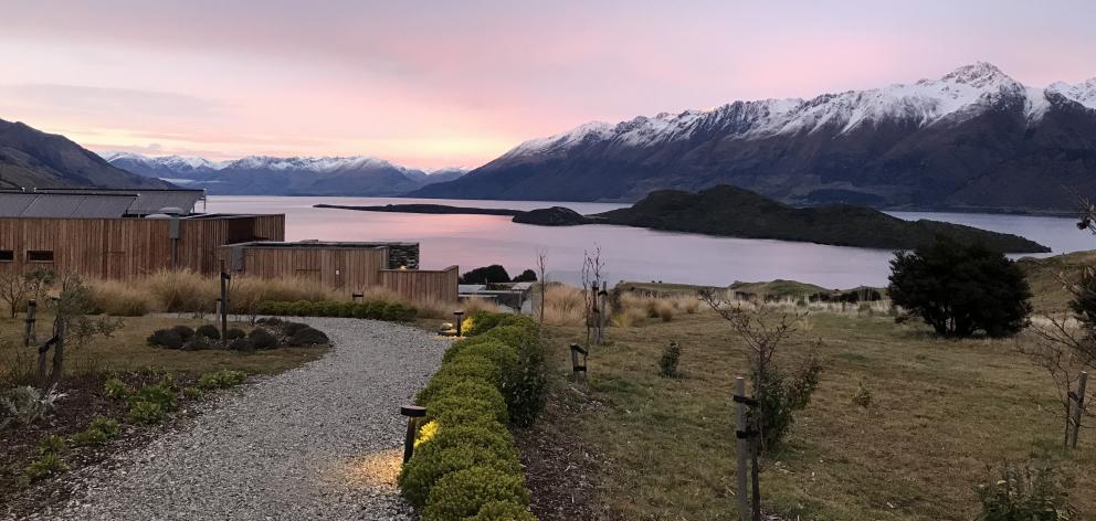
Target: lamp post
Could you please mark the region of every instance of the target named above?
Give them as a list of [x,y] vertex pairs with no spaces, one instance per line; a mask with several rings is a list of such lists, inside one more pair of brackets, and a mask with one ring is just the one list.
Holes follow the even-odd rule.
[[463,328],[463,326],[464,326],[464,311],[457,309],[456,311],[453,311],[453,315],[456,317],[456,336],[457,337],[463,337],[464,333],[461,330],[464,329]]
[[426,410],[418,405],[404,405],[400,407],[400,415],[408,417],[408,435],[403,439],[403,462],[408,462],[414,454],[414,433],[419,418],[426,415]]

########################################

### Set task
Could you set down all of the material above word for word, leaving out the picture?

### Solution to this task
Target: lamp post
Could you please mark the region of every instance of the target named above?
Give them as a list of [x,y] vertex pairs with no spaces, one instance per line; a mask with several rings is a list of such lists, inside one more pair of brackets, and a mask with one ring is just the one list.
Holes follow the even-odd rule.
[[463,328],[463,326],[464,326],[464,311],[457,309],[456,311],[453,311],[453,315],[456,317],[456,336],[457,337],[463,337],[464,333],[461,330],[464,329]]
[[426,410],[418,405],[404,405],[400,407],[400,415],[408,417],[408,435],[403,439],[403,462],[408,462],[414,454],[414,433],[419,418],[426,415]]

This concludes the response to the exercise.